Request: Every line from the one containing "# test: put a marker on the shower tile" to the final line of the material below must be reproduced exactly; leave out all other lines.

· · ·

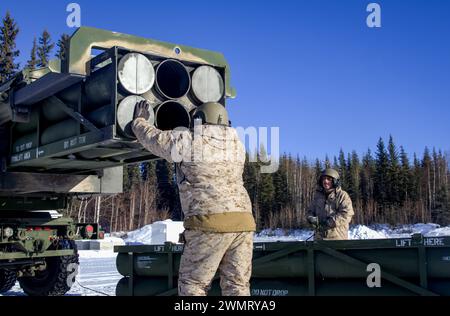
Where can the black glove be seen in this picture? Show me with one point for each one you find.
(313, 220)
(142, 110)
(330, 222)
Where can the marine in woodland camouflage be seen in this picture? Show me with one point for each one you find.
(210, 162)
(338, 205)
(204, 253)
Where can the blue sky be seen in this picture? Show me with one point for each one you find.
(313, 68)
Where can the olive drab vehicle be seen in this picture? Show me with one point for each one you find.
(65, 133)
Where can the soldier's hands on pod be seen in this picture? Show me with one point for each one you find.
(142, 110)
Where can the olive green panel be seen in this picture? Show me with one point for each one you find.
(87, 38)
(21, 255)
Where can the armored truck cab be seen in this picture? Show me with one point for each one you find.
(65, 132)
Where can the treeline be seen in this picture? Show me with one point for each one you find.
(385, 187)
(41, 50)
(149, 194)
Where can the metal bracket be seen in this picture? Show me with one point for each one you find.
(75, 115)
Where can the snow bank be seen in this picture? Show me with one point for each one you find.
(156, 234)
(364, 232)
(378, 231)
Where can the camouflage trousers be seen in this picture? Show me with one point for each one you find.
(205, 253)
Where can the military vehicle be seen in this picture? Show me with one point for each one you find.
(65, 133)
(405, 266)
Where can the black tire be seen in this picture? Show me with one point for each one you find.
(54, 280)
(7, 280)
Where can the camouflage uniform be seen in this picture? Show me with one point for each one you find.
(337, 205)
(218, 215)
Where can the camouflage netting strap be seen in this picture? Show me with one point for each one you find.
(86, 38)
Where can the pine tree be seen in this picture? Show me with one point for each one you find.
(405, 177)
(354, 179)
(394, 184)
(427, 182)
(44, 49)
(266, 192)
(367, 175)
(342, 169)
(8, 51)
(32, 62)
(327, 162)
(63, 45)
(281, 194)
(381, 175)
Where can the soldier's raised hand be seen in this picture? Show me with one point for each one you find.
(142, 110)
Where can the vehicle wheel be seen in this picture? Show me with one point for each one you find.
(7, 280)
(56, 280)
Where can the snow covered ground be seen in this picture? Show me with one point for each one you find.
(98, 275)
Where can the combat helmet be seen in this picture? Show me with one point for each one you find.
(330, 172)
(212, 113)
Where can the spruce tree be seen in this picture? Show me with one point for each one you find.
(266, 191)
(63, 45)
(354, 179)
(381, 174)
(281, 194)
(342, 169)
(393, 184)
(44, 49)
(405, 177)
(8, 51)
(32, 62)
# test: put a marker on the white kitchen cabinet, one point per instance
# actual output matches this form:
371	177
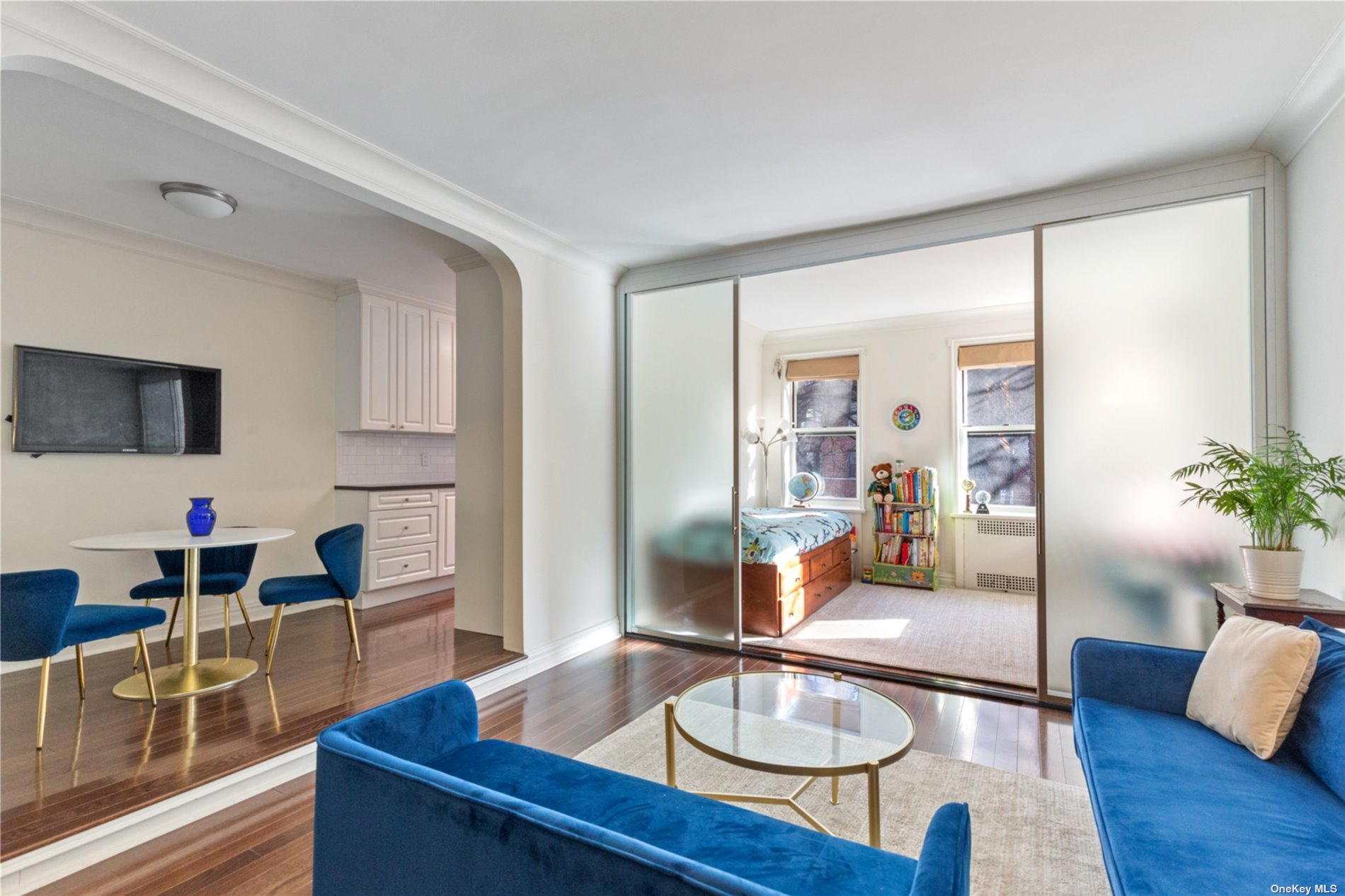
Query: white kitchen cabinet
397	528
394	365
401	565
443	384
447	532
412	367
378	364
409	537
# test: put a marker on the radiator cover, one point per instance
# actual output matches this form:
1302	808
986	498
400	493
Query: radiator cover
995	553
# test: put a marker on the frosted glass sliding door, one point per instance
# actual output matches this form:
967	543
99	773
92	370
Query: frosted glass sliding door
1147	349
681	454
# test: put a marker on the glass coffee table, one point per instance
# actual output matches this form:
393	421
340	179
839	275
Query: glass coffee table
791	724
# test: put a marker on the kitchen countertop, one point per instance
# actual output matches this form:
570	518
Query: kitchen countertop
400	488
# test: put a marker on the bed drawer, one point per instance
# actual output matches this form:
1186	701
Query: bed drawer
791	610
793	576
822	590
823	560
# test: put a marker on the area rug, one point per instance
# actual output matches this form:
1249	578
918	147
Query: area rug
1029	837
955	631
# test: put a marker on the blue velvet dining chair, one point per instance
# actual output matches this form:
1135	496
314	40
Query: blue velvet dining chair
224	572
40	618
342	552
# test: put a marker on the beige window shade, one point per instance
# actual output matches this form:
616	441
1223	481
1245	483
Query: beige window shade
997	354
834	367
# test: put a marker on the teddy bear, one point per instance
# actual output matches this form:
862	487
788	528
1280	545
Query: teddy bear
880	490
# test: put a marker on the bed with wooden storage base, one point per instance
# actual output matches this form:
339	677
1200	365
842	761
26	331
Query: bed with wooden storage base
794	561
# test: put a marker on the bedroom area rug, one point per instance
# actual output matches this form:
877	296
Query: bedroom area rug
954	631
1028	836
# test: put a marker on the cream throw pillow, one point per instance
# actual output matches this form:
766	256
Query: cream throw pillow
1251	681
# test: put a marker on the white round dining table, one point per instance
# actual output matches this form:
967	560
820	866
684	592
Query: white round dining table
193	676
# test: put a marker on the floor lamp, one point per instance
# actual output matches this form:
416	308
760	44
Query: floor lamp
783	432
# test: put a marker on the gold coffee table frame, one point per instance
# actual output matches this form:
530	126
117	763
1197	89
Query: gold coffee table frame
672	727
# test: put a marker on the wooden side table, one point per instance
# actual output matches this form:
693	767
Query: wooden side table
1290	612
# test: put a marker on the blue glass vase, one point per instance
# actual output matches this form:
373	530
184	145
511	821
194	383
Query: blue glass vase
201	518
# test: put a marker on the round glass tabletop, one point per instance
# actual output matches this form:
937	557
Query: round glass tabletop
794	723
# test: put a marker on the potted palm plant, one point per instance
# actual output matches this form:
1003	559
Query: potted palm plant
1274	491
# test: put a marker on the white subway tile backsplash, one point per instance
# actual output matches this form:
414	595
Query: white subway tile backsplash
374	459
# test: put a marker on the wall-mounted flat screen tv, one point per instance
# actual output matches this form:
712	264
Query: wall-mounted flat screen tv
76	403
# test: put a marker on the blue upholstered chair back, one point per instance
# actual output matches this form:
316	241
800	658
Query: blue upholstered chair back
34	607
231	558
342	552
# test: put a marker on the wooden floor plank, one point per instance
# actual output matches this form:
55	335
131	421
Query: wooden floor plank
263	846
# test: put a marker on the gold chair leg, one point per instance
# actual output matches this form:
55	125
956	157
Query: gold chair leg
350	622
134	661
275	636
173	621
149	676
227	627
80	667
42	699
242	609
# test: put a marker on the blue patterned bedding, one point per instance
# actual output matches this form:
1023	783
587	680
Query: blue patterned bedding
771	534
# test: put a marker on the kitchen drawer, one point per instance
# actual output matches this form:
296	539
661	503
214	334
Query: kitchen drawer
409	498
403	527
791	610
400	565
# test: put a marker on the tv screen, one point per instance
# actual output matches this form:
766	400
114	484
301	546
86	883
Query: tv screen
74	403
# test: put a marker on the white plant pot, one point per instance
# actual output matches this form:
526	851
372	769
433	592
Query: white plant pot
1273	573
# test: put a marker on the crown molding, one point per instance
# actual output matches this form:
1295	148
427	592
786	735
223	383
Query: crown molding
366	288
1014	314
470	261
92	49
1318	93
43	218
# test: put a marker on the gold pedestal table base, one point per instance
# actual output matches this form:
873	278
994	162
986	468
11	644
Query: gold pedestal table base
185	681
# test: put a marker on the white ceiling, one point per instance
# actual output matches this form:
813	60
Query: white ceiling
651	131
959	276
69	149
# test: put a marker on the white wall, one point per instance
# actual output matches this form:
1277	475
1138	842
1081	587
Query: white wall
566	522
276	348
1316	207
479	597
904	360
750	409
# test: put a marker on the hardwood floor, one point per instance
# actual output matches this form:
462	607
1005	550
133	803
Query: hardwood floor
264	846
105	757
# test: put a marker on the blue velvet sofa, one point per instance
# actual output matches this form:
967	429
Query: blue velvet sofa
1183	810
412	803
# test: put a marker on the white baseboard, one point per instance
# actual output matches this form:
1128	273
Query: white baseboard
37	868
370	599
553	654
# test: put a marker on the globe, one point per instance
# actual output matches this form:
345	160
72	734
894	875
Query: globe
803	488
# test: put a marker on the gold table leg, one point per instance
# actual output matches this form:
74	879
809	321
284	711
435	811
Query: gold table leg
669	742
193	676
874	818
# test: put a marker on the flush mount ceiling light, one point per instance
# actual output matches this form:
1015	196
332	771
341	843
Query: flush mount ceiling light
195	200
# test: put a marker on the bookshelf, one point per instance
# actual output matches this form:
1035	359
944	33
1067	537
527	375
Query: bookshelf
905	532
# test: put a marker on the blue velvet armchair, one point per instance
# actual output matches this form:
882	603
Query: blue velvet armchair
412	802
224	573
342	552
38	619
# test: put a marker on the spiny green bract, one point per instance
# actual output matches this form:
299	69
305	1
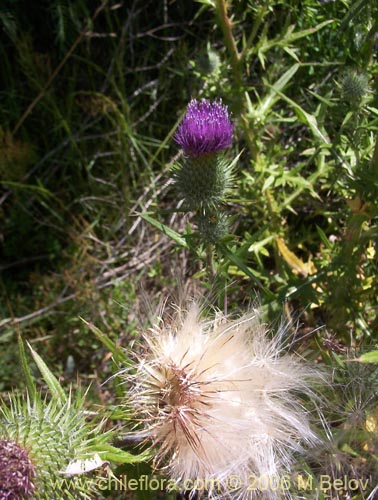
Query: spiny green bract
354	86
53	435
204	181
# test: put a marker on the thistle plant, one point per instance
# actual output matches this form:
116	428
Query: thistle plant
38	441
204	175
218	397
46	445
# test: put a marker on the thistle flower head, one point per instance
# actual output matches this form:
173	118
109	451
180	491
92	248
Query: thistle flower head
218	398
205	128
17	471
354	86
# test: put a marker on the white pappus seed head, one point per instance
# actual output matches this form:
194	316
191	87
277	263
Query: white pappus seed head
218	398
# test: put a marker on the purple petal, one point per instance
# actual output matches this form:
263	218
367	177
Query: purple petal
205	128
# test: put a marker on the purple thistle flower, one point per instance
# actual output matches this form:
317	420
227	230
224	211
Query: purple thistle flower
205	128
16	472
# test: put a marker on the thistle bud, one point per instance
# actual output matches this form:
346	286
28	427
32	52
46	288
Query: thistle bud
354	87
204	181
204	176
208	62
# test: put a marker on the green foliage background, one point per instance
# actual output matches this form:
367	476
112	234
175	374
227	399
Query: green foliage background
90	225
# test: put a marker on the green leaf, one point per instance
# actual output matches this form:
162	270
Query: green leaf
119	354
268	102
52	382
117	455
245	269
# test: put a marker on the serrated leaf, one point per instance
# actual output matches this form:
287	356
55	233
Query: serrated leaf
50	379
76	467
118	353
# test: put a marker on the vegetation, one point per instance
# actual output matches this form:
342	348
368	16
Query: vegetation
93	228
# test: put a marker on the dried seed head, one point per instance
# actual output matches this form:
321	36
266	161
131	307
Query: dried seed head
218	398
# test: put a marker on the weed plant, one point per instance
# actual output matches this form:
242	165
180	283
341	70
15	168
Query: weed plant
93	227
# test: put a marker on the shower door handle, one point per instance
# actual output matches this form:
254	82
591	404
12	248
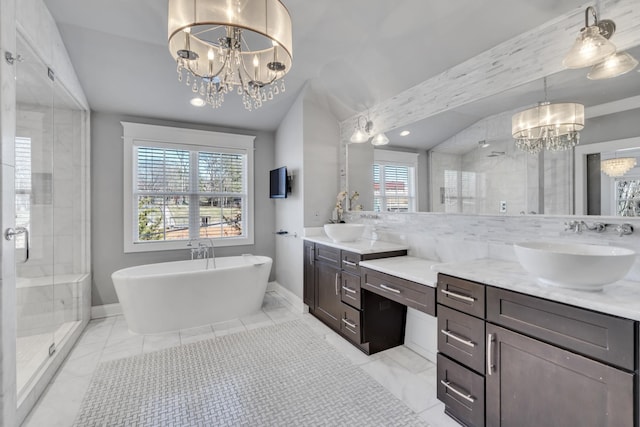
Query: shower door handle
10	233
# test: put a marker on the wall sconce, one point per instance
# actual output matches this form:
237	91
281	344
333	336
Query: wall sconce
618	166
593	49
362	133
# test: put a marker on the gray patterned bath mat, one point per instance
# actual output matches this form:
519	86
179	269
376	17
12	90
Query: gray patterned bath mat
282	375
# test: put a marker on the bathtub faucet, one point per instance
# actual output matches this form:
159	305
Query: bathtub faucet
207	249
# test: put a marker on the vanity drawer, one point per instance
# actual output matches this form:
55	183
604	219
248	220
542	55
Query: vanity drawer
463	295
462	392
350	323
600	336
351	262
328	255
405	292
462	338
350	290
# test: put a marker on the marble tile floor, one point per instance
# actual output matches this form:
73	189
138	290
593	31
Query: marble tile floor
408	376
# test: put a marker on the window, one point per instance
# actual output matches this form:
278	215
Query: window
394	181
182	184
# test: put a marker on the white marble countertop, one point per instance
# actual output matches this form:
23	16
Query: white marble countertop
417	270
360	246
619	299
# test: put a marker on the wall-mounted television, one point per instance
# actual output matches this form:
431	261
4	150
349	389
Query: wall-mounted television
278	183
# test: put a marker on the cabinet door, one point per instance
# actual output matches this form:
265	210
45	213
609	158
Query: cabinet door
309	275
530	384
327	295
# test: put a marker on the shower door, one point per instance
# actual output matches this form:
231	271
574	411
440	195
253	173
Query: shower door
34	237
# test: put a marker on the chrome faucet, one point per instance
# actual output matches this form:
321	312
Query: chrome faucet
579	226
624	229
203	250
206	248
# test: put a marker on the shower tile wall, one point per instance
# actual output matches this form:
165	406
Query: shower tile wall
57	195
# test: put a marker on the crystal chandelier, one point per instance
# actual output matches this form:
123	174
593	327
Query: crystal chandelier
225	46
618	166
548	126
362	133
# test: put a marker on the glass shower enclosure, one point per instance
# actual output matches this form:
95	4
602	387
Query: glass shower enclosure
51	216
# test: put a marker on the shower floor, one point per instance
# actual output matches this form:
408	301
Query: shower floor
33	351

· · ·

Solution to the problem:
# test: put a marker on the shower tile wall, one point per instance
# actual output matches this form:
165	406
Query: shower tile wall
57	195
# test: put a marker on the crystal chandelier, one point per instance
# actual output matches this form:
123	174
593	327
Query: crystal chandelier
225	46
618	166
548	126
362	133
# test: put a marker on the glass shower enclosure, one point per instance
# actual output matches this form:
95	4
602	387
Query: glass shower enclosure
51	216
# test: put a marker on the shower floor, one point per instance
# actual output matches this form:
408	301
Query: shower floor
33	351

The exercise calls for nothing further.